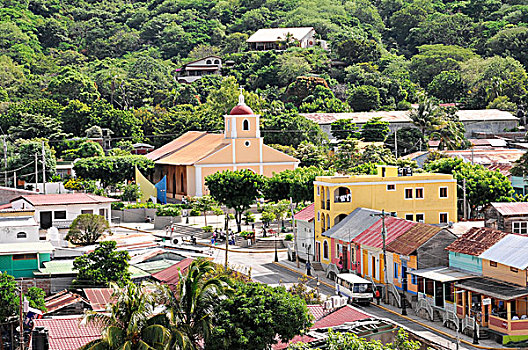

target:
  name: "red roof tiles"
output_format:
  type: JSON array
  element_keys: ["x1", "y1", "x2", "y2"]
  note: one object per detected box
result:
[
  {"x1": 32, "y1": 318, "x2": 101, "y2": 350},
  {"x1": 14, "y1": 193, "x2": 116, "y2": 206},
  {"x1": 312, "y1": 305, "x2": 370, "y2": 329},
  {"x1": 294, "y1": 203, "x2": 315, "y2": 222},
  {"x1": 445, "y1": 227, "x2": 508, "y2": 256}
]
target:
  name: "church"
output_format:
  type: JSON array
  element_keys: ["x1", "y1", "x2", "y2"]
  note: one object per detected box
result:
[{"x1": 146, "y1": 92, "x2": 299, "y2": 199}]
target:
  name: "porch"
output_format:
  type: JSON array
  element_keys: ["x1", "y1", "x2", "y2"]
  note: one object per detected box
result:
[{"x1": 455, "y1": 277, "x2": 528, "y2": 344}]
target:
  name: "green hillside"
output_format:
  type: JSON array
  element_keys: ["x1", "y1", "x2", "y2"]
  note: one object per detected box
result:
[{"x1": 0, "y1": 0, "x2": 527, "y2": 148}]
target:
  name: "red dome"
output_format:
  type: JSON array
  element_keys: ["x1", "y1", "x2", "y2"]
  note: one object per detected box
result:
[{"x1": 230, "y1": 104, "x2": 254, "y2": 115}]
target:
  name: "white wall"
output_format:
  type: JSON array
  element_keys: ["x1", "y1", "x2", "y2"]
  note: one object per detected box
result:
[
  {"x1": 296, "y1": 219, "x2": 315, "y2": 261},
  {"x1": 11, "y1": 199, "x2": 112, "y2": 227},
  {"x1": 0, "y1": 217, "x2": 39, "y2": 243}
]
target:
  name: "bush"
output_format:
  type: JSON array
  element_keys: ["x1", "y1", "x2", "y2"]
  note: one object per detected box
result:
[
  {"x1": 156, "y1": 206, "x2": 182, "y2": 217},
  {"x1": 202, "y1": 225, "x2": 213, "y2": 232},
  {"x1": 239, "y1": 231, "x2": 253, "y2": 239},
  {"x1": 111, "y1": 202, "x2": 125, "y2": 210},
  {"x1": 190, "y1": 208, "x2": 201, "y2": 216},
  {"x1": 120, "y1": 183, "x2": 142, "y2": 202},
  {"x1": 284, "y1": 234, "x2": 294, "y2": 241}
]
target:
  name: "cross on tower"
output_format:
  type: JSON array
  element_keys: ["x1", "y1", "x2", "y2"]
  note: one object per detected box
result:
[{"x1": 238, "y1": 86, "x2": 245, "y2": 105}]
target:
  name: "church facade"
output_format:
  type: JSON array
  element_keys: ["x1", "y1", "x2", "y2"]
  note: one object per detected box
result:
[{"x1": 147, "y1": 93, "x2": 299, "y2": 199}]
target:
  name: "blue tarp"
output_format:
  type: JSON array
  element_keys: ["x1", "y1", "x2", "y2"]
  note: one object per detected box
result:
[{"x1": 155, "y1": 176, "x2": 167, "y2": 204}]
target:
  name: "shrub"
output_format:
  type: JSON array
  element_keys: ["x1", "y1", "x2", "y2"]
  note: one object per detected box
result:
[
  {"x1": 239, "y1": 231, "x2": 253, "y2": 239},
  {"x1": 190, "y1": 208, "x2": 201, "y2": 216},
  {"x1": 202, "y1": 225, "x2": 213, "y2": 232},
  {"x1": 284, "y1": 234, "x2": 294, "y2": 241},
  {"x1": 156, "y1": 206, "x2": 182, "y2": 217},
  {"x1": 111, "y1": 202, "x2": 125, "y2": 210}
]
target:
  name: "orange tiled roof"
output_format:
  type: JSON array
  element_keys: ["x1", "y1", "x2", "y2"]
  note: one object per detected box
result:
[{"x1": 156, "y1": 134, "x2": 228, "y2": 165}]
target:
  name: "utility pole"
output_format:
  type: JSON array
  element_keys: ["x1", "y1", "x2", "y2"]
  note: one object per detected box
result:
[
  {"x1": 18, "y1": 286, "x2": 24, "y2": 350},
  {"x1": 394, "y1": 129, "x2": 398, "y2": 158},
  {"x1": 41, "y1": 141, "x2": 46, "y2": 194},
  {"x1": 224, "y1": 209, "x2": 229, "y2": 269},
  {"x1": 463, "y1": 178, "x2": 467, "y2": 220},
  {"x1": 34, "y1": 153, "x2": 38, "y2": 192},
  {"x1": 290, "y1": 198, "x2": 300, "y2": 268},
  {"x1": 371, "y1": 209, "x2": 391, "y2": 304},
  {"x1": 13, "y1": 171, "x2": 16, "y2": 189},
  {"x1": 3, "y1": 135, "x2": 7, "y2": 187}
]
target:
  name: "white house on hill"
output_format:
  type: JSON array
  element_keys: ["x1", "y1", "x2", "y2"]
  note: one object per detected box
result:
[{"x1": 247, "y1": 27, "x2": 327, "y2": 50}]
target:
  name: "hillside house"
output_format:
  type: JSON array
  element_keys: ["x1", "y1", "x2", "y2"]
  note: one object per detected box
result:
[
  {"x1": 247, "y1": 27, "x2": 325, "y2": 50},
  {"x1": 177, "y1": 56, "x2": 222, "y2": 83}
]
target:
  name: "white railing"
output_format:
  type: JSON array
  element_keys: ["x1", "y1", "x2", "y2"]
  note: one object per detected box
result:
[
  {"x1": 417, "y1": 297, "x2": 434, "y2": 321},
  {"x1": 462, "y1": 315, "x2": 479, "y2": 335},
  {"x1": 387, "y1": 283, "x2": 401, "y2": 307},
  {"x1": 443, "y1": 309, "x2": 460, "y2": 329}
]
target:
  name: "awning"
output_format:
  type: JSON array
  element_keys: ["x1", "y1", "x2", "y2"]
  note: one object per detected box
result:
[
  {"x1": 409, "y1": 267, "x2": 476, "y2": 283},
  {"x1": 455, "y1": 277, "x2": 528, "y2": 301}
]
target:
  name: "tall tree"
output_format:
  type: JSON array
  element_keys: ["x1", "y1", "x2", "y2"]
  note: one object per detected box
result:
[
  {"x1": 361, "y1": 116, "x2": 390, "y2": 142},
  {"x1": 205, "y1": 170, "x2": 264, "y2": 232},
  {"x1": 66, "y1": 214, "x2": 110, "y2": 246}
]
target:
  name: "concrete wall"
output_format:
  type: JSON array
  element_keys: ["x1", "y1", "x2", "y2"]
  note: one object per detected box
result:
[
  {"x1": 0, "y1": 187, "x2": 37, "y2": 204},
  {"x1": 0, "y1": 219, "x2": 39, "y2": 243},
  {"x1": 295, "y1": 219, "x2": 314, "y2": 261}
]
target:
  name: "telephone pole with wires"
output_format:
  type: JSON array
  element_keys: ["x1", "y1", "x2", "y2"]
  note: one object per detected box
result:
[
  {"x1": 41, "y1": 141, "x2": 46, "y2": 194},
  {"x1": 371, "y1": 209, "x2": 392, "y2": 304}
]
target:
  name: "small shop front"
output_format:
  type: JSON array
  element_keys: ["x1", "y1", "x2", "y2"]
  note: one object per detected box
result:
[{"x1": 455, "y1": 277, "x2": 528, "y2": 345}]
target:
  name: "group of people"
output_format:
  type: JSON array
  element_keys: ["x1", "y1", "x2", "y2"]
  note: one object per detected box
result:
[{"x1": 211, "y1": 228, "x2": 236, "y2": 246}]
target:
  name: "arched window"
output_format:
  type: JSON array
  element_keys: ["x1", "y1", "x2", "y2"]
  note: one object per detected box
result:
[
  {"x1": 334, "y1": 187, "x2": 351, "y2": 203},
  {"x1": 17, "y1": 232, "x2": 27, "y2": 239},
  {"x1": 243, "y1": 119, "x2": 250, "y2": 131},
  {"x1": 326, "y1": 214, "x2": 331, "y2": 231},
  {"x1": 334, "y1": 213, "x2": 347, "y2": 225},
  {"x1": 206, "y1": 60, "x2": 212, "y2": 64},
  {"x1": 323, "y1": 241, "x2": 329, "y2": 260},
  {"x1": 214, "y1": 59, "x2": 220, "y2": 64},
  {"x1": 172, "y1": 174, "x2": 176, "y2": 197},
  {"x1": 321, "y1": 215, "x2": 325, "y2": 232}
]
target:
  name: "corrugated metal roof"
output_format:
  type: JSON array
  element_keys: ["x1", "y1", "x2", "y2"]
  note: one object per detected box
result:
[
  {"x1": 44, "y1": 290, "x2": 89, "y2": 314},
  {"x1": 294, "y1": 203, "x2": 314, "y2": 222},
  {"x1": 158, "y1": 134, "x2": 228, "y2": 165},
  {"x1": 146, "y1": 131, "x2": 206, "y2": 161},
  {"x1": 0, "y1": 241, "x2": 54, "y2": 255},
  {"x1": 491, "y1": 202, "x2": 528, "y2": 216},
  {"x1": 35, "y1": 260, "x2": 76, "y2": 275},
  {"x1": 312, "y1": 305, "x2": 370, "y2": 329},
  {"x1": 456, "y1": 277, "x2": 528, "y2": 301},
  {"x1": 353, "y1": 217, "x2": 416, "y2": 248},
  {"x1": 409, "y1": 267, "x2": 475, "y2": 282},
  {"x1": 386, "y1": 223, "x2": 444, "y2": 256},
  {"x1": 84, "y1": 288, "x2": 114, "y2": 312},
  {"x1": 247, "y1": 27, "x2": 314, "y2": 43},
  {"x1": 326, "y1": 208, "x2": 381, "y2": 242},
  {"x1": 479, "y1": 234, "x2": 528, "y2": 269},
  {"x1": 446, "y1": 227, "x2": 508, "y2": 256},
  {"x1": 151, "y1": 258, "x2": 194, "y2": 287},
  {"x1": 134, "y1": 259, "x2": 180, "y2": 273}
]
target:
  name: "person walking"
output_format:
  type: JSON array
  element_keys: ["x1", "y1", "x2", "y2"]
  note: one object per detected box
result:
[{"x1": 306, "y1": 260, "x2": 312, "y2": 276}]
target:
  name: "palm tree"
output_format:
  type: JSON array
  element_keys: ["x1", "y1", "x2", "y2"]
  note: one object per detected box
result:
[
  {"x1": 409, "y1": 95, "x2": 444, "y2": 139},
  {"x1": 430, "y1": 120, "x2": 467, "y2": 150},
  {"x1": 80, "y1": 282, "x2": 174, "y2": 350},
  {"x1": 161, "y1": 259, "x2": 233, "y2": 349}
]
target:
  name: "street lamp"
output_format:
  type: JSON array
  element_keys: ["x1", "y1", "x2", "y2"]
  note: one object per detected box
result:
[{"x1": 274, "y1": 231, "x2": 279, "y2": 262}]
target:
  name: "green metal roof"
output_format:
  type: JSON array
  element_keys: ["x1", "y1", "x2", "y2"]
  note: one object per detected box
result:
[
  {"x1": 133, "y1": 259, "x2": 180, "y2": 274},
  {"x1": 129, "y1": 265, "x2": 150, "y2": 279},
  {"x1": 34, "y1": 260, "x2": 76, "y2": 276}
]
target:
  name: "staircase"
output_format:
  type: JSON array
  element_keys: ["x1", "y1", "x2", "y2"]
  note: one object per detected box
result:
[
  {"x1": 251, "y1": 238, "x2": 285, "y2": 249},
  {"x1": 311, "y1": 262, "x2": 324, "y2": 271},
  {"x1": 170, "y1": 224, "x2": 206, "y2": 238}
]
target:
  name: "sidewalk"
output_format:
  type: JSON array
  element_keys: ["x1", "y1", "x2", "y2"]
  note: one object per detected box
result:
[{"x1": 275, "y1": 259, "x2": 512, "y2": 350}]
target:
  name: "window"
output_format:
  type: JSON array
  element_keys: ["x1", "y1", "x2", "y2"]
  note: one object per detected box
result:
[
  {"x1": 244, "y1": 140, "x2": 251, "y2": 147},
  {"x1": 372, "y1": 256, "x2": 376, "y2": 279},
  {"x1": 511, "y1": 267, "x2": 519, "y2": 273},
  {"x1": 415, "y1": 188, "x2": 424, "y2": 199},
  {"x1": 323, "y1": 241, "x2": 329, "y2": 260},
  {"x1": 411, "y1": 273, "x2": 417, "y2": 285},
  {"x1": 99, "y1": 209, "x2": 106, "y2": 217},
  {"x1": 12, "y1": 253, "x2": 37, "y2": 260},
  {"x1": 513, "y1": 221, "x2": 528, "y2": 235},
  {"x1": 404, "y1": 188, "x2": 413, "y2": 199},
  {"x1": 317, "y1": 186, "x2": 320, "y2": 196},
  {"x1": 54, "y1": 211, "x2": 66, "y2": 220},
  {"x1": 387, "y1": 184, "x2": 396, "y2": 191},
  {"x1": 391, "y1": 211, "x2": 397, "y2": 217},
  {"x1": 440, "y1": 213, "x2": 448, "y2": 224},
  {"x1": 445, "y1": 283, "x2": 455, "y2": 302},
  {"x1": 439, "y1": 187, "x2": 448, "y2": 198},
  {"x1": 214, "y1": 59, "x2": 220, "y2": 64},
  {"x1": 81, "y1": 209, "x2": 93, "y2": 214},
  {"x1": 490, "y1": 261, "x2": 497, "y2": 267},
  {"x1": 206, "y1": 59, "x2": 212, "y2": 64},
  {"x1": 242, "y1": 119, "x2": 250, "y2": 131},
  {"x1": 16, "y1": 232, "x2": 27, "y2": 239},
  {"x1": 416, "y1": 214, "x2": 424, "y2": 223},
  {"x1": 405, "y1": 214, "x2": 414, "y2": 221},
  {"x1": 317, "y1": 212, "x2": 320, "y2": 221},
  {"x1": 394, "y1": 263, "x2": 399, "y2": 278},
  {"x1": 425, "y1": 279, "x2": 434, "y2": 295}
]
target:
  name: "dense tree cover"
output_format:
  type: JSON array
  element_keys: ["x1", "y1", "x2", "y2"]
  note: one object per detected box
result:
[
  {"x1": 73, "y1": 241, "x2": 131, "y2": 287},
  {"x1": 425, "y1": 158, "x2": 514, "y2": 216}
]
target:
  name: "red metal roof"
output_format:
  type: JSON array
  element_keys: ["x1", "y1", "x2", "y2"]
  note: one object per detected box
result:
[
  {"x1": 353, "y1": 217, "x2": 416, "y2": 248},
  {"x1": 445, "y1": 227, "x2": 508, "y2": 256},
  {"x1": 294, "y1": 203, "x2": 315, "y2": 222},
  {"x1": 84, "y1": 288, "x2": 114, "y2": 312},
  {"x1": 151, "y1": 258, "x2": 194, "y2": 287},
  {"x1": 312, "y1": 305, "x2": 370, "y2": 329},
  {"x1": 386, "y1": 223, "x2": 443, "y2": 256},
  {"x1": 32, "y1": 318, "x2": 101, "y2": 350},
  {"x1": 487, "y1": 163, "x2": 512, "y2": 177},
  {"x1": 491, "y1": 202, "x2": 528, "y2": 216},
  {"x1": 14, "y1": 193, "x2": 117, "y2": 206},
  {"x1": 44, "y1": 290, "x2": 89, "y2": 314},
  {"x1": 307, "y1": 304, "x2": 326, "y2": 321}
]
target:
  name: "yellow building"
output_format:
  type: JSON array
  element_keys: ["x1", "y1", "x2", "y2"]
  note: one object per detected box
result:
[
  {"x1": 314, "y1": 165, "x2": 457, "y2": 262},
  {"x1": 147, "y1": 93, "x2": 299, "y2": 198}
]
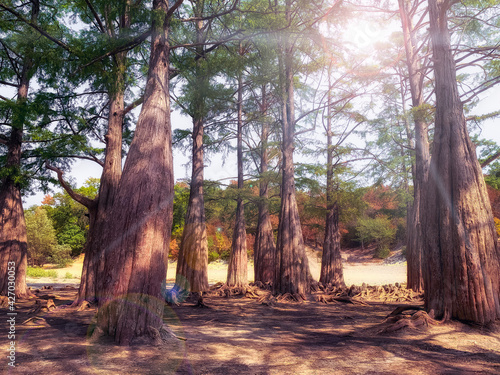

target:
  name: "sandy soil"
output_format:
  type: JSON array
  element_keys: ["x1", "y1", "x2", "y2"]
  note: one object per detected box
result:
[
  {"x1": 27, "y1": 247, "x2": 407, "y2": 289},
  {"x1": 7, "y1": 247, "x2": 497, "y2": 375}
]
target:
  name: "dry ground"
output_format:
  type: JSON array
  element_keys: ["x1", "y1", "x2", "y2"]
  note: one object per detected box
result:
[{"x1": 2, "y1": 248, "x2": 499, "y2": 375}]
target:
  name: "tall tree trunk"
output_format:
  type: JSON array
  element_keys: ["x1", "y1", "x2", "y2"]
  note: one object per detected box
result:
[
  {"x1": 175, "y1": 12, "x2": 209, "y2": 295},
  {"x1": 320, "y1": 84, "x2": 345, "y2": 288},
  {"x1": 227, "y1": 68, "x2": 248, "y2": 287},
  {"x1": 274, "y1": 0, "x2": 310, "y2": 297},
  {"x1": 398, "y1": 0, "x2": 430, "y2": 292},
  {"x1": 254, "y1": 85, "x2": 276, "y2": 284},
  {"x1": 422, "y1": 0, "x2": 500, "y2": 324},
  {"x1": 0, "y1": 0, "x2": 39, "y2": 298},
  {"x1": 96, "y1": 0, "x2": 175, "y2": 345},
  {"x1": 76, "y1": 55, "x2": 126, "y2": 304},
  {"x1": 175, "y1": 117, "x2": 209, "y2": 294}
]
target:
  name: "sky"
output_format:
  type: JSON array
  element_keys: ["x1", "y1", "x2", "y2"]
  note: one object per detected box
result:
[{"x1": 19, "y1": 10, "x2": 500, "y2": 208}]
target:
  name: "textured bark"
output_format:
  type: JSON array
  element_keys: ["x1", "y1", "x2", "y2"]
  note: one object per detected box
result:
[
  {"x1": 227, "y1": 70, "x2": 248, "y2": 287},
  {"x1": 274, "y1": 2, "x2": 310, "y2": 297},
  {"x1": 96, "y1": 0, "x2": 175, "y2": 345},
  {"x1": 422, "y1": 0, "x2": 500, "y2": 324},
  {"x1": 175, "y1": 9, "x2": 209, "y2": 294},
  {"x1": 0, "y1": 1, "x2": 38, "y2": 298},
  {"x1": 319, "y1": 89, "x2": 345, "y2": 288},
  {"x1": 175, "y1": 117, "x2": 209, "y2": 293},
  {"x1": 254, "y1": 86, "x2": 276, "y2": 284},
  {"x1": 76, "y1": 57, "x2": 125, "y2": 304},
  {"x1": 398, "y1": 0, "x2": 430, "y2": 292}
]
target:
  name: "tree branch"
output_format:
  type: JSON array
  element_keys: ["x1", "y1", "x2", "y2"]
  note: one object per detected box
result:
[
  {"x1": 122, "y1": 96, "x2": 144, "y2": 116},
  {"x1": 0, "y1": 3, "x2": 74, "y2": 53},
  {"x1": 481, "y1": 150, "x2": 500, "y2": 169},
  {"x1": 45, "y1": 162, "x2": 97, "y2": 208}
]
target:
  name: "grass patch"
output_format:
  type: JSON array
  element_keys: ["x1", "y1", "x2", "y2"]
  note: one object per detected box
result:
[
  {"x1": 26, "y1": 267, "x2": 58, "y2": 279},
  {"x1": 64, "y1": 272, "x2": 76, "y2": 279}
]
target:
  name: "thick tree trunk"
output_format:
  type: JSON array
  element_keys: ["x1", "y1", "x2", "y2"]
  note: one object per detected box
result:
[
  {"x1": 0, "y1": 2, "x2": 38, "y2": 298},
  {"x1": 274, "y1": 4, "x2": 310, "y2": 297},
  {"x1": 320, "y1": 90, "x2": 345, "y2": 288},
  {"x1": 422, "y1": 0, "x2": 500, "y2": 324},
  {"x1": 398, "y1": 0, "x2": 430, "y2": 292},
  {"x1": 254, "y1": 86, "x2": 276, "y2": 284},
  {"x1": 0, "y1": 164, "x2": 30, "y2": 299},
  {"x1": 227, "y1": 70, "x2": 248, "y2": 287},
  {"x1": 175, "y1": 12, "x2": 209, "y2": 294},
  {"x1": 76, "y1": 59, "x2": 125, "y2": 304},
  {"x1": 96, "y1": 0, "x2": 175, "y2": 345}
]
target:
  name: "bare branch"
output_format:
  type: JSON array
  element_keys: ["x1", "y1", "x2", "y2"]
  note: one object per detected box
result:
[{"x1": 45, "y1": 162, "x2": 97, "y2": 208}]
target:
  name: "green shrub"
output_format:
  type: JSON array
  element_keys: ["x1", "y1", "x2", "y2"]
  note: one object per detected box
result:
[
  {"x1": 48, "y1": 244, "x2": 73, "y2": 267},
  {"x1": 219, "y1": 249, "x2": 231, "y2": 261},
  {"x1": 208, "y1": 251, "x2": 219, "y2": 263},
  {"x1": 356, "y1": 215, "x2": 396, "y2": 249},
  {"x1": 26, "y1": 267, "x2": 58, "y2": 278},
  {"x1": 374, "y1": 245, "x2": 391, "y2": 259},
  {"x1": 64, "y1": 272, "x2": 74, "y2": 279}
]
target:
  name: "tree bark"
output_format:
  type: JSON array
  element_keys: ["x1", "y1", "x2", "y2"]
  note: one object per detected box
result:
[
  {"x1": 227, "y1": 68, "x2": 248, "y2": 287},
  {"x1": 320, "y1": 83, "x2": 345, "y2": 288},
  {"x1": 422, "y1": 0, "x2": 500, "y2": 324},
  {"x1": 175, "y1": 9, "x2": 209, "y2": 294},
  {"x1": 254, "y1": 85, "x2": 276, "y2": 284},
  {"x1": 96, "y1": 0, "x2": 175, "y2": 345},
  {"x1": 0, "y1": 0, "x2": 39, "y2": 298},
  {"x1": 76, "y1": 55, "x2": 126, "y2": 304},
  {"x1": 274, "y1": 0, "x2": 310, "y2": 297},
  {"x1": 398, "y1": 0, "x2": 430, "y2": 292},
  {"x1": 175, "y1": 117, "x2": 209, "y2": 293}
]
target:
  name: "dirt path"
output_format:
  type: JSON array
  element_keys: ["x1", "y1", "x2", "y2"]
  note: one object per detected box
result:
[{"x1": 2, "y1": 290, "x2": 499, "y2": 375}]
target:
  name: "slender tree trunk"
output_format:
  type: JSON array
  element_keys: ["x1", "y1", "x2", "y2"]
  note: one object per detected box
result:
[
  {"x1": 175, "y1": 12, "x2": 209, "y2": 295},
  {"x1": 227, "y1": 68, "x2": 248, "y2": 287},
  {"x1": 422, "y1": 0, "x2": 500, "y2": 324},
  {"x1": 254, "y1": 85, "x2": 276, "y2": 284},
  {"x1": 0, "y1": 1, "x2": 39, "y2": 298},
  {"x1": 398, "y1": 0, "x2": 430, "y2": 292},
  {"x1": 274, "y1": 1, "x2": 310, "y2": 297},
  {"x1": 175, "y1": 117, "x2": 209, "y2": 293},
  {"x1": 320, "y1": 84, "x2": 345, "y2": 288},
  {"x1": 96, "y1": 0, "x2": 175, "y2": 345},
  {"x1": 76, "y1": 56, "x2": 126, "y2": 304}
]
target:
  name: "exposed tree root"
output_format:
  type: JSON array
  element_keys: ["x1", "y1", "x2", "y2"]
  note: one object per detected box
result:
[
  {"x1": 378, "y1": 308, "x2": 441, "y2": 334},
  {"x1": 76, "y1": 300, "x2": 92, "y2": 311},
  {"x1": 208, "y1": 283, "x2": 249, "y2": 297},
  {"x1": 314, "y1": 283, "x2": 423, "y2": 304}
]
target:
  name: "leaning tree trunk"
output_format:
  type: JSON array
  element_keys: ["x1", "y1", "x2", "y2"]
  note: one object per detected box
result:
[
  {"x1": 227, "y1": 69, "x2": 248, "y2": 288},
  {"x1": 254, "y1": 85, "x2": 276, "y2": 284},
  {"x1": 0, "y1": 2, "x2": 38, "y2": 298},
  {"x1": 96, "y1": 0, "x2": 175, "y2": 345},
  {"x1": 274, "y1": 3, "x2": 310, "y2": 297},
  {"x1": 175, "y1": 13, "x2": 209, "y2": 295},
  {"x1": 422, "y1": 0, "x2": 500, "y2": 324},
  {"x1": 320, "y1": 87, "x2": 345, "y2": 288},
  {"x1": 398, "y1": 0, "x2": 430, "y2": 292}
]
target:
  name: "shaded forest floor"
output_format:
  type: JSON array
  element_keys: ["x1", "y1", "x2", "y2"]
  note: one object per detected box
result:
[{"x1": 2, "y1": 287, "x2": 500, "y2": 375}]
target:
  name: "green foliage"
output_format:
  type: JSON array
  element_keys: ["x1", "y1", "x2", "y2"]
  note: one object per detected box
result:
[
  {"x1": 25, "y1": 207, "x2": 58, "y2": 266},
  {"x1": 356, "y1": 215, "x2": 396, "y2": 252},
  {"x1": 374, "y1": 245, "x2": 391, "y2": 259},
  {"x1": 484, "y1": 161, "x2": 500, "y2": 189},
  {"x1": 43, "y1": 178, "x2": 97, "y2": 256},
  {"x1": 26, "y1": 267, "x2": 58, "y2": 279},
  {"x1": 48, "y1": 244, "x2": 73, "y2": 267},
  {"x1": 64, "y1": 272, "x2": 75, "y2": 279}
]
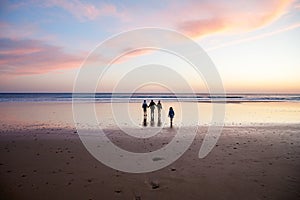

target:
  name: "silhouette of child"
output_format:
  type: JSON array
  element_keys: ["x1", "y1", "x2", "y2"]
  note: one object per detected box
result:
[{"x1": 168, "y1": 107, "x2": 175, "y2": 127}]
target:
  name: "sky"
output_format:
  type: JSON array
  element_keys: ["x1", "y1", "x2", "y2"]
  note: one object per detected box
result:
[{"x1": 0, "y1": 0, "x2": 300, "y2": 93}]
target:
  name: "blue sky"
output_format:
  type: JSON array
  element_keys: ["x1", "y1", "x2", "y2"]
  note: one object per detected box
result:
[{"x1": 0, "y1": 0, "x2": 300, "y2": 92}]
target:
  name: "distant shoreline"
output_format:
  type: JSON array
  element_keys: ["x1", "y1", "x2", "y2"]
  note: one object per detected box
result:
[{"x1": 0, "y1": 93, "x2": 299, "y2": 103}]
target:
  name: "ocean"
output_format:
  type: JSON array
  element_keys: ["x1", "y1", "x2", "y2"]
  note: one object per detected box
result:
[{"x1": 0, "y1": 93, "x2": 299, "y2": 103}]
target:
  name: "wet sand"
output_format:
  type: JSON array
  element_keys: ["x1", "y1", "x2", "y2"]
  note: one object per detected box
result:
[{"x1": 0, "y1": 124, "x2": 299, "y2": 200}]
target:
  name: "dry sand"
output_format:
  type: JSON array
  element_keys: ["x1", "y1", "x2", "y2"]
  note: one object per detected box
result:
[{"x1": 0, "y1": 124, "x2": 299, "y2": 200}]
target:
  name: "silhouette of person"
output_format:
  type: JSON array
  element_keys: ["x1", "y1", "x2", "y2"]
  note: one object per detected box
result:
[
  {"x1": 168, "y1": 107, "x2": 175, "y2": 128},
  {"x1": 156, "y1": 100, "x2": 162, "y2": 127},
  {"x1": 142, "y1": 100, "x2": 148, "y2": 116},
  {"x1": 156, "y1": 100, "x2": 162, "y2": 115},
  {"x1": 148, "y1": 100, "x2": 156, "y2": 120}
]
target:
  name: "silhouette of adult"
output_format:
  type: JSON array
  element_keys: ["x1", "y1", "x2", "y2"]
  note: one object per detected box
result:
----
Every line containing the string "green" should be pulled from the listing and copied.

**Answer section:**
  name: "green hillside"
  name: "green metal roof"
  name: "green shrub"
  name: "green foliage"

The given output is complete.